# [PROBLEM TO SOLVE]
From the listing below, reproduce word for word the part that opens with the line containing "(format x=384, y=527)" and closes with the line containing "(format x=298, y=124)"; reproduce nothing else.

# [DATA TO PROCESS]
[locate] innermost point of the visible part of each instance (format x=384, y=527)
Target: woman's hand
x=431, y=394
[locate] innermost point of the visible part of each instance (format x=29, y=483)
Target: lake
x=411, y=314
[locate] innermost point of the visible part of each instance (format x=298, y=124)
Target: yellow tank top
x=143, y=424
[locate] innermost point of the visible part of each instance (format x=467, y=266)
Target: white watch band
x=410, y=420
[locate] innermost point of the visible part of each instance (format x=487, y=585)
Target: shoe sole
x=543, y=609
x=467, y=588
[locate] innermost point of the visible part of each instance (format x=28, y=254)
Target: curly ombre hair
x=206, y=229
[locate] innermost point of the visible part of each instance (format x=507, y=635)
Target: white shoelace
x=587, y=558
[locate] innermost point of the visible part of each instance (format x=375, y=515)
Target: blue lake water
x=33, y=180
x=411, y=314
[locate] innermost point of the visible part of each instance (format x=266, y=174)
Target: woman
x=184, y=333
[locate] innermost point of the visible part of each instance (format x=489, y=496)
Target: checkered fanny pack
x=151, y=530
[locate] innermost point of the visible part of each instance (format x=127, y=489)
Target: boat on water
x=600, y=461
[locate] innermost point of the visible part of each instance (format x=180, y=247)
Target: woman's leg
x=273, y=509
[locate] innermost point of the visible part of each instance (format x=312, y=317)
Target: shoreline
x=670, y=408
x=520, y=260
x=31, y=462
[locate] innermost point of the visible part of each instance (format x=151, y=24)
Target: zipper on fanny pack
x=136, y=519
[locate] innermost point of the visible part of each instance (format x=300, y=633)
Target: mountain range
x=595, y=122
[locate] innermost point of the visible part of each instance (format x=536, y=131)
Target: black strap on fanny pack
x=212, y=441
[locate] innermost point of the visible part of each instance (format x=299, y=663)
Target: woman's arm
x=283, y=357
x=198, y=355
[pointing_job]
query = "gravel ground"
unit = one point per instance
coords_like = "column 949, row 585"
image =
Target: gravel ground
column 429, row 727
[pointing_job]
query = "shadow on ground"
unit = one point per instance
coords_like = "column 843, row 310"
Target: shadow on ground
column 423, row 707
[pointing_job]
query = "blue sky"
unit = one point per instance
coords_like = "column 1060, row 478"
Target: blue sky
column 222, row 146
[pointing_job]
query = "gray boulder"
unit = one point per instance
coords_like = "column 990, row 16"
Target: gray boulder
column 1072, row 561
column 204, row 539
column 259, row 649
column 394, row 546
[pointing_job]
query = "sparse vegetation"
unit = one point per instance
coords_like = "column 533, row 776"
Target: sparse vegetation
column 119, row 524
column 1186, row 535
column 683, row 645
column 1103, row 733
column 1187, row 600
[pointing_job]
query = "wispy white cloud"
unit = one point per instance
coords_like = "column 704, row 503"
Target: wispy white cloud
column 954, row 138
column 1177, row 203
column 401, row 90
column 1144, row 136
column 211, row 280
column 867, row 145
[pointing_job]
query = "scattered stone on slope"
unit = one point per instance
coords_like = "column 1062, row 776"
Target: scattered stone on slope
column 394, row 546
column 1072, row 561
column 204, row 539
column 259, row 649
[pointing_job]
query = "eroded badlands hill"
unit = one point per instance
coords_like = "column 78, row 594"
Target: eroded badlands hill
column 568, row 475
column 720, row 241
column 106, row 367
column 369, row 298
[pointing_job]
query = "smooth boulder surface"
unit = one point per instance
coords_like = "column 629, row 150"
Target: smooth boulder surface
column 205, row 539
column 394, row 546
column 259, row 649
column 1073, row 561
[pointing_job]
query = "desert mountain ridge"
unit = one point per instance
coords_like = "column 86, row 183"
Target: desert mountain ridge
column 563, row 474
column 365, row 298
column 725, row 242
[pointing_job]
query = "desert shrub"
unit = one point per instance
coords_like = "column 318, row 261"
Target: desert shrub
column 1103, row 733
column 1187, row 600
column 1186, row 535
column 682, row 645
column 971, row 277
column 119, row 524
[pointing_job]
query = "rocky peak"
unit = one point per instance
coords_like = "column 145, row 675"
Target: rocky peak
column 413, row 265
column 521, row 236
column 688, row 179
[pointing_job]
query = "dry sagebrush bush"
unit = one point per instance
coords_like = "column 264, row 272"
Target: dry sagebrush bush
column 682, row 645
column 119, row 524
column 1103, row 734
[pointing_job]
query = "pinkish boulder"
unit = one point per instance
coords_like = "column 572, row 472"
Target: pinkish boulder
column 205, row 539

--

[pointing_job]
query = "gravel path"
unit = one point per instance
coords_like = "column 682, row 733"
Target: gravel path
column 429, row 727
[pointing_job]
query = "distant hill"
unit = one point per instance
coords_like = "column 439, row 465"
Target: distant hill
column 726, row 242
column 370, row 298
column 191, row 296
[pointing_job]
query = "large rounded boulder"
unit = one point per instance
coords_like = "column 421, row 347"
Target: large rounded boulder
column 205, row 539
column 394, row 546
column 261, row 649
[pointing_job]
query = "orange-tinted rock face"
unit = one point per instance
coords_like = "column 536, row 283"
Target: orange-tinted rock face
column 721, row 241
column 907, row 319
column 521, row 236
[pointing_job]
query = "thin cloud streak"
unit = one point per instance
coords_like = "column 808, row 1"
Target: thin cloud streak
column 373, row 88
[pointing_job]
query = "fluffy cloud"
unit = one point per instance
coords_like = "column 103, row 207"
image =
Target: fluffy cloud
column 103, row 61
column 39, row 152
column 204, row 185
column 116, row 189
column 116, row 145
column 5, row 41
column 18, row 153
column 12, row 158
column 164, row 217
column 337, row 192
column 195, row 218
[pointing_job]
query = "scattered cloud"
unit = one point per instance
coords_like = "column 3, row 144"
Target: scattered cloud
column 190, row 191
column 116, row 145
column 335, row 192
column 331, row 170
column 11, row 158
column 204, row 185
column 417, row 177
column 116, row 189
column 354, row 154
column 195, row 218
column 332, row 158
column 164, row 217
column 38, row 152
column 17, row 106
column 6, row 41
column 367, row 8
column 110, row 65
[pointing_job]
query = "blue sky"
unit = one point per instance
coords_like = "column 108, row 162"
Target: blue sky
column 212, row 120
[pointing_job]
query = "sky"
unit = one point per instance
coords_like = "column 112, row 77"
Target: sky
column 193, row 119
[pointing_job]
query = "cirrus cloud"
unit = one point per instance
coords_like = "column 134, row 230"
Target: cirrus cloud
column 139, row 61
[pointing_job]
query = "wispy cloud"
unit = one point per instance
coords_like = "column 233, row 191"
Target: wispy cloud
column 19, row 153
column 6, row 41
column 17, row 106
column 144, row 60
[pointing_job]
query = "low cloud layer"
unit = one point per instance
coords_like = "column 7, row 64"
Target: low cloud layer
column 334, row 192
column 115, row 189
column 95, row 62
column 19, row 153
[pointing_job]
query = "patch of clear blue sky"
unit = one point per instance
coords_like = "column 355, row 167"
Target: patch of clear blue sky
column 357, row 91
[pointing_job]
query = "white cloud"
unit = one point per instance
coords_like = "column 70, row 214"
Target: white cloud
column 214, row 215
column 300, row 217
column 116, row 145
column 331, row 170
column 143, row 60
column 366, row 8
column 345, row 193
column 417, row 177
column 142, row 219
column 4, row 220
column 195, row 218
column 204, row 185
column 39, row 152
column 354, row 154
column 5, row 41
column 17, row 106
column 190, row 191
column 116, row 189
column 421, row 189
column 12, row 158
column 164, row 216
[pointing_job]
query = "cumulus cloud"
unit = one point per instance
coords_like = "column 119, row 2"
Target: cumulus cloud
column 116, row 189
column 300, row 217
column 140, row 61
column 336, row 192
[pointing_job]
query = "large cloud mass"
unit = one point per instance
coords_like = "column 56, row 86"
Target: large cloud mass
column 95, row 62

# [ANSWER TO THE PROBLEM]
[locate] innermost point of the visible part of each instance (format x=384, y=527)
Target: woman's hand
x=431, y=394
[locate] innermost point of the visible part of each instance (format x=29, y=483)
Target: lake
x=411, y=314
[locate] innermost point of the visible part of each instance (format x=298, y=124)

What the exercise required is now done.